### REQUIRED TASK A:
List each distinct username that appears in a post header in the beekeeping forum thread.
### REQUIRED TASK B:
Proceed with the beekeeping forum thread from the point where it stops.

I have had very good success wintering top bar hives the last two winters here in southern Michigan. I only have two KTBH's, but this is the second winter in a row that they have made it through with the basic Italian bee. This winter in particular was extremely hard on the bees, I lost a large percentage of my hives already in Lang's due to cold/starvation, but somehow the KTBH's are making it. They are very good honey producers too, even doing better than many of my Lang hives last year. John


----------



## trapperbob (May 27, 2007)

I live just a few miles from mike bush and have tbhs myself so long as you have enough stores there should never be a problem over wintering bees. Cold does not kill them to much condensation in the hive and starvation are the real killers. Always make sure you leave enough for them and they will do just fine. Read mikes web sight you will learn all you need to raise a tbh properly


----------



## iwombat (Feb 3, 2009)

My biggest problems with the limited bits of TBH beekeeping I've done is not with the cold, but the moisture. TBH is a moisture trap, and that's where most of my problems in winter have cropped up.

mmiller, I'd be very interested in hearing what you're doing to control moisture in your set-ups.


----------



## jmgi (Jan 15, 2009)

Moisture would be more of a problem in your area than my area, cold is more significant for me rather than moisture. Do you use screened bottom boards in your TBH's? They help with ventilation considerably. Any type of hive can be a moisture trap if provisions are not made for moisture escape. Another thing you could do for better ventilation that I have thought of doing is if you use a follower board in your TBH you could drill about a 2 inch hole towards the very top of the follower board and staple 1/8" hardware cloth over it. I don't know if the bees would eventually propolize it shut or not, but it would give more ventilation all year round. Hope this helps. John


----------



## jmgi (Jan 15, 2009)

### PROVIDED MATERIAL:
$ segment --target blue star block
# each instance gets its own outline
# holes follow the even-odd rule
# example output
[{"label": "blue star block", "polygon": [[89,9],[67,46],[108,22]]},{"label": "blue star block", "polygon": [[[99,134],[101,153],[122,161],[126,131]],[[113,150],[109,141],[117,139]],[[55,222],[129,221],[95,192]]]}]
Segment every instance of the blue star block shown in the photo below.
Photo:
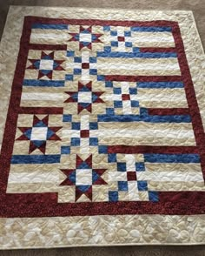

### EXERCISE RESPONSE A:
trapperbob
iwombat
jmgi

### EXERCISE RESPONSE B:
Something else that just came to mind is that although I do believe in SBB for TBH's, I would advise not leaving the screen open all year long anyways. Even in a winter climate where temps almost never go below say 40 degrees, an always open SBB would invite in too cool of air and wind on the cluster. The bottoms of my TBH's have a hinged board under the whole screen that I can leave completely open in hot weather, and close in winter.
Also, I have about a 1/2" air gap along both edges of my roof line of my TBH so that the attic can get cross ventilation up there and not trap so much heat during summer. John


----------



## iwombat (Feb 3, 2009)

As-is my lid sits about 1" above the top bars allowing ventilation there. I'm thinking that starting in late fall I could just space the top bars by the thickness of a hive tool and allow moisture out the top.

It's too cool here to leave SBBs open, any time of year. Mites love a cool hive, and leaving them open creates a mite-haven.

I'm using a follower board already. Hadn't thought about cutting a vent-hole in it. I might try that. Either that or taking it out prior to overwintering and dropping a bag of wood chips in the back, kind of like a warre top.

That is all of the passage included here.